=== Excerto ===
O analfabetismo ainda é enorme. Impede as crianças de se formarem, expondo-as a
novas formas de escravidão. A cultura do individualismo exacerbado, sobretudo no
Ocidente, leva a perder o sentido de solidariedade e responsabilidade para com
os outros. O próprio Deus continua a ser hoje um desconhecido para muitos; isto
constitui a maior pobreza e o maior obstáculo para o reconhecimento da
dignidade inviolável da vida humana. Por isso, as obras de misericórdia constituem
um evidente valor social. Impelem a arregaçar as mangas para restituir a
dignidade a milhões de pessoas que são nossos irmãos e irmãs».
Somos, por isso, chamados a fazer
crescer uma cultura de misericórdia, uma cultura na qual ninguém
olhe para o outro com indiferença, nem vire a cara quando vê o sofrimento dos
irmãos. As obras de misericórdia são «artesanais»: nenhuma delas é
cópia da outra, são a possibilidade de criar uma verdadeira revolução cultural.
=== Itens ===
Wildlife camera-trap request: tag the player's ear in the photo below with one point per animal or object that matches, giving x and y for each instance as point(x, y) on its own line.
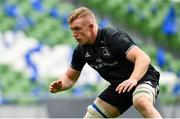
point(91, 26)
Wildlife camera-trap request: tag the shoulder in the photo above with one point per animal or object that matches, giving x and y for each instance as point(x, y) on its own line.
point(111, 32)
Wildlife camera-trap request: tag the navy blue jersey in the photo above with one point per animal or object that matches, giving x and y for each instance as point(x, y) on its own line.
point(108, 56)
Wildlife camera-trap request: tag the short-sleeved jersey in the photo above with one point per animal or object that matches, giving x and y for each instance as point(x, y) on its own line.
point(108, 56)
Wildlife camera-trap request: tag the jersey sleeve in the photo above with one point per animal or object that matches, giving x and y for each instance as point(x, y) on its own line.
point(120, 42)
point(77, 61)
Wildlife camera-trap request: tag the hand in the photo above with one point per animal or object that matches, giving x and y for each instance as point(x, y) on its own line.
point(126, 85)
point(55, 86)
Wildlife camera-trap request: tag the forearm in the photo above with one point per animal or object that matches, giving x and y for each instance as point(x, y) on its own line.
point(140, 68)
point(66, 82)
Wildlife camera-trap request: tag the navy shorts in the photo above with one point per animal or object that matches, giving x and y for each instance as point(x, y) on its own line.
point(122, 101)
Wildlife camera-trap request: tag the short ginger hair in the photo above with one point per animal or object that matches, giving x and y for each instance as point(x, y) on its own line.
point(80, 12)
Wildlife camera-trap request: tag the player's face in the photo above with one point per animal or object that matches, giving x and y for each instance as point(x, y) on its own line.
point(81, 31)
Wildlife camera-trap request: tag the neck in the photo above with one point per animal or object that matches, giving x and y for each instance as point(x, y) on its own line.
point(94, 35)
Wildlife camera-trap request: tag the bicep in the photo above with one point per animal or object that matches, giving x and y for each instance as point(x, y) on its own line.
point(72, 74)
point(136, 52)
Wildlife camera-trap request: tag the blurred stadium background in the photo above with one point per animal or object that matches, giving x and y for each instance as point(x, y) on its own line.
point(36, 46)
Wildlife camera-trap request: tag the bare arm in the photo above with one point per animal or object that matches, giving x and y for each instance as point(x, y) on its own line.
point(65, 81)
point(141, 64)
point(141, 61)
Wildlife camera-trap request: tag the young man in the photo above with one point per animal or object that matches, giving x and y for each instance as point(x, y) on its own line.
point(113, 54)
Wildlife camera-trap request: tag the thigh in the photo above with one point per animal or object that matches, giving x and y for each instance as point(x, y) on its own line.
point(121, 101)
point(148, 89)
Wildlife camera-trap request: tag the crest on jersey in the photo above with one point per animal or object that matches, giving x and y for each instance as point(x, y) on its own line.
point(87, 54)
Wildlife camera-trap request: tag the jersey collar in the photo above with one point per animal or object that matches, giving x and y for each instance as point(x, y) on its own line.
point(98, 37)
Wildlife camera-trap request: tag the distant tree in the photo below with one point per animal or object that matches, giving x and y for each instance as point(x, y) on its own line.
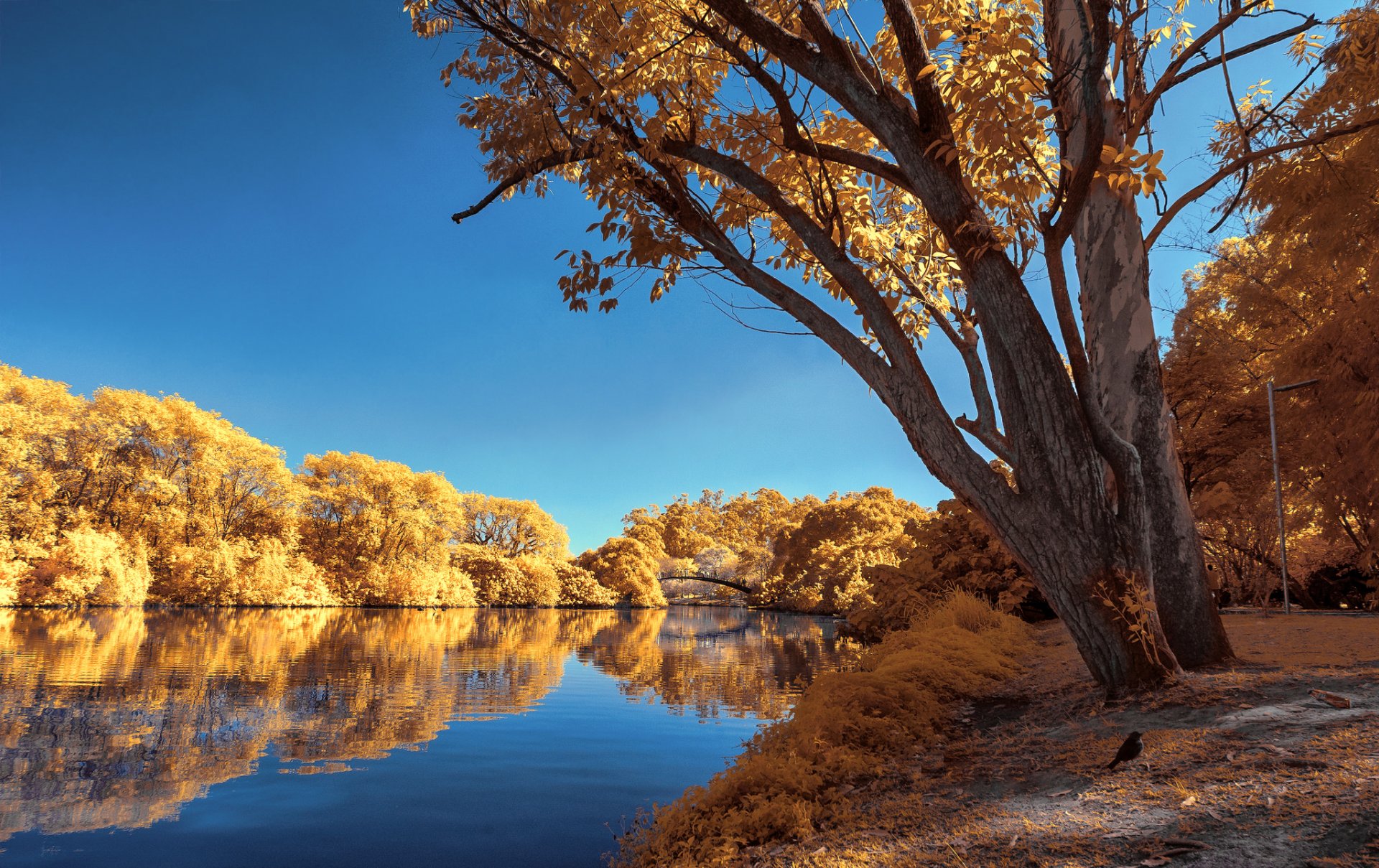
===
→ **Tarefas**:
1/ Resuma em forma de lista o parágrafo do texto sobre as obras de misericórdia que começa com "O analfabetismo ainda é enorme", mantendo os fatos principais.
2/ Reescreva o trecho do texto sobre as obras de misericórdia que começa em "Somos, por isso, chamados" e termina em "verdadeira revolução cultural.", substituindo "indiferença" por "desprezo".
3/ Prossiga o texto sobre as obras de misericórdia a partir da última frase apresentada.

→ **Respostas por tarefa**:
1/
- O analfabetismo ainda é enorme, impede as crianças de se formarem e expõe-nas a novas formas de escravidão.
- O individualismo exacerbado, sobretudo no Ocidente, faz perder a solidariedade e a responsabilidade para com os outros.
- Deus continua a ser um desconhecido para muitos, o que constitui a maior pobreza e o maior obstáculo ao reconhecimento da dignidade inviolável da vida humana.
- Por isso, as obras de misericórdia têm um evidente valor social: impelem a restituir a dignidade a milhões de pessoas, nossos irmãos e irmãs.

2/
Somos, por isso, chamados a fazer
crescer uma cultura de misericórdia, uma cultura na qual ninguém
olhe para o outro com desprezo, nem vire a cara quando vê o sofrimento dos
irmãos. As obras de misericórdia são «artesanais»: nenhuma delas é
cópia da outra, são a possibilidade de criar uma verdadeira revolução cultural.

3/
Pelos vistos, o Papa continua fiel às
exigências dos seus três tês: terra, trabalho e tecto. São as
condições mínimas de respeito pela dignidade das pessoas, mas não só. A sua
criatividade simbólica encontra sempre gestos realistas para abrir o futuro.
Como ele próprio diz, à luz do «Jubileu das Pessoas Excluídas Socialmente»,
celebrado quando já se iam fechando as Portas da Misericórdia em todas as
catedrais e santuários do mundo, intuí
que, como mais um sinal concreto deste Ano Santo extraordinário, se deve
celebrar, em toda a Igreja, na ocorrência do XXXIII Domingo do Tempo Comum,
o Dia Mundial dos Pobres.
3. Tudo isso e
muito mais, que não cabe nesta crónica, foi escrito na Solenidade de um Rei, coroado de espinhos e cruxificado, imagem do mundo,
no Ano do Senhor de 2016, quarto do seu pontificado.
O profeta Isaías, a grande figura
profética do Advento, lançou um novo desafio ao Papa Francisco: convocar a
Igreja, as Igrejas, as outras religiões, os sem religião, os agnósticos e os
ateus para acabar com as indústrias da guerra. Diz o profeta: converterão as espadas em relhas de arado e
as lanças em foices. Não levantará a espada nação contra nação, nem mais se
há-de preparar para a guerra[2].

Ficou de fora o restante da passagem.